HOW TO COMPLETE THIS TASK:
Taking the line that contains "of the shadow" as the starting point, give again exactly every line up to and including the last line of the records below.

Point-per-instance localization data:
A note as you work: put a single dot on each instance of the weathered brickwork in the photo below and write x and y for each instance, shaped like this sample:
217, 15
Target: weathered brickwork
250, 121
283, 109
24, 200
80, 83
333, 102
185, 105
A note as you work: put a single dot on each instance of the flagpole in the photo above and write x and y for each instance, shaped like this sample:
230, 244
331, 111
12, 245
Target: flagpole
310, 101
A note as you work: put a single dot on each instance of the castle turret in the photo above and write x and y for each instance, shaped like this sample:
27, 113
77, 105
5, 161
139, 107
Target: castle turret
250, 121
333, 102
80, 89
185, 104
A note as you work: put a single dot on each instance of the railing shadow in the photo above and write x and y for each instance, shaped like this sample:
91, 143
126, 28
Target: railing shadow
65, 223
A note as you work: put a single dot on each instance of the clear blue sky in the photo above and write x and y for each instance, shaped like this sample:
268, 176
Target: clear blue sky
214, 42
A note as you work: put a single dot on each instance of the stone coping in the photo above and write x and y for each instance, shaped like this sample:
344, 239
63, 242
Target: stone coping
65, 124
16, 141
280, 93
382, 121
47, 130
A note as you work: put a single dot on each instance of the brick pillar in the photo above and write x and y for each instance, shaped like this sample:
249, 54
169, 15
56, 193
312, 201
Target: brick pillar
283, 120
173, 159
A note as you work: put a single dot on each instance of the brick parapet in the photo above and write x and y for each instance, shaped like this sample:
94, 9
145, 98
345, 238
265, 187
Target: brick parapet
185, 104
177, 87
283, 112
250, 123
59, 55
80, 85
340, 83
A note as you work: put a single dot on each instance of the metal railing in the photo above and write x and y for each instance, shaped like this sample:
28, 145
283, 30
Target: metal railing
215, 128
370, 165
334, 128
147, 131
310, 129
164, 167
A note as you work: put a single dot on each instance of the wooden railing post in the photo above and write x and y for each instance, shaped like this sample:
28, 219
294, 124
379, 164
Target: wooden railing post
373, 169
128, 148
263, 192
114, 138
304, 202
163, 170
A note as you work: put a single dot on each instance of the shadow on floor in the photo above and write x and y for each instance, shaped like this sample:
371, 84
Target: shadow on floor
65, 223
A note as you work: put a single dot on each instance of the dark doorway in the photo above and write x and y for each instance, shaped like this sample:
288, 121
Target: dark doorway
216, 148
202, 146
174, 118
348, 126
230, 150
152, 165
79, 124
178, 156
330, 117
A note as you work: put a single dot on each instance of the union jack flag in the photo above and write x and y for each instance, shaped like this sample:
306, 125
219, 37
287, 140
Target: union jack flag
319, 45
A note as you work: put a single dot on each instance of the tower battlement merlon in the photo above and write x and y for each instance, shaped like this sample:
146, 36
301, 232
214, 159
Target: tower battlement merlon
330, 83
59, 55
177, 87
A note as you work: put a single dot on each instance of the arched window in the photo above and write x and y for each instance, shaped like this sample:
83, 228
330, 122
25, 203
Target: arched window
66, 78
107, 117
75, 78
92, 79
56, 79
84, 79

ANSWER BOX:
A note as you work: put a single dot on each instance of the shadow on floor in the photo above and write x and y for each instance, shaped like this sample:
371, 84
Target: shadow on floor
65, 223
A note as you work: put a single dot on each instance of the dark doorway in the photo above and write x and y for each instance, shaped like this sample:
288, 121
Target: dark doorway
216, 148
202, 146
174, 118
348, 126
230, 150
152, 165
79, 124
178, 156
330, 117
A note as you work: put a single dot on each instance of the union jack flag in the photo above and write x and y for each instance, shaped like this sample:
306, 125
219, 37
287, 140
Target: union jack flag
319, 45
A note as you work: put a single dot on each instance of the tower battlement merlon in the photo above and write x and y for each instance, shaped like this sample:
146, 36
301, 232
214, 159
Target: tower battlement merlon
330, 83
59, 55
177, 87
A note as you work: put a single dot on each instance of the arched window in the photo above and write x and y for each instance, shaped like this sample:
83, 228
330, 122
25, 203
Target: arched window
66, 78
107, 117
75, 78
92, 79
56, 79
84, 79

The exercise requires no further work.